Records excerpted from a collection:
__________
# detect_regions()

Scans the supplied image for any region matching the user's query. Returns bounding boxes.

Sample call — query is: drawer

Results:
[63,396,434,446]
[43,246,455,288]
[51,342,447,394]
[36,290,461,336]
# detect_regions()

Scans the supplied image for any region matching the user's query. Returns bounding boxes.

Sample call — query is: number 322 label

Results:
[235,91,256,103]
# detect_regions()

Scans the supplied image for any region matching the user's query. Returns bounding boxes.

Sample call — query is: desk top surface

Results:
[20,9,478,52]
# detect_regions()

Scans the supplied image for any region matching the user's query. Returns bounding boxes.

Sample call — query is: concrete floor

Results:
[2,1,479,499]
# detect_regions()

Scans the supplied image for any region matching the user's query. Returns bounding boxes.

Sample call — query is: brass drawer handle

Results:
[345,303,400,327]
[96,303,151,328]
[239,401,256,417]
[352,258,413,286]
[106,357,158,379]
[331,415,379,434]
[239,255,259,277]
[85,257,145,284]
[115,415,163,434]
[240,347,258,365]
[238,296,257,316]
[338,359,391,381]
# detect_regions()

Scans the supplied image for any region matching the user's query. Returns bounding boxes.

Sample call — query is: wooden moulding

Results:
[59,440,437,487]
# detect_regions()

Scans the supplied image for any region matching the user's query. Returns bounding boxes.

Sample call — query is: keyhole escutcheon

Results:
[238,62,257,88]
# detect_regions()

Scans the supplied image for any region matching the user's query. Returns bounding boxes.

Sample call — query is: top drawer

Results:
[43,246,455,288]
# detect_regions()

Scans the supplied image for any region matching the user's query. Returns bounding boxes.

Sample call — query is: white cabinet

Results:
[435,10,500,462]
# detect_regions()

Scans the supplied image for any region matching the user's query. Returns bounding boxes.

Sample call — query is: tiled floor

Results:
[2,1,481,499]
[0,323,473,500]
__________
Print the lines above from the one with "Sample call — query is: drawer" through the one with "Sample call — query is: brass drawer handle", both included, exactly as written and nothing more.

#### SOLUTION
Sample call — query is: drawer

Results:
[63,396,434,446]
[43,246,455,288]
[51,342,447,394]
[36,290,461,336]
# detect_regions()

Scans the supplied image for any region matching the user's query. Returns bounding boxes.

Sample call — query is: number 322 label

Results:
[235,91,256,103]
# detect_regions()

Scans the supplied image for any region matching the user's query. Returns bounding boxes.

Sample call — query is: desk top surface

Results:
[20,9,478,52]
# detect_regions()

Scans the supplied image for any region matching the user's query. Returns bounding boxes.

Sample call — query is: concrete floor

Results:
[2,1,479,499]
# detect_regions()

Scans the supplied image for any region matching the user's query. Returns bounding boxes.

Sample call — query is: brass drawer handle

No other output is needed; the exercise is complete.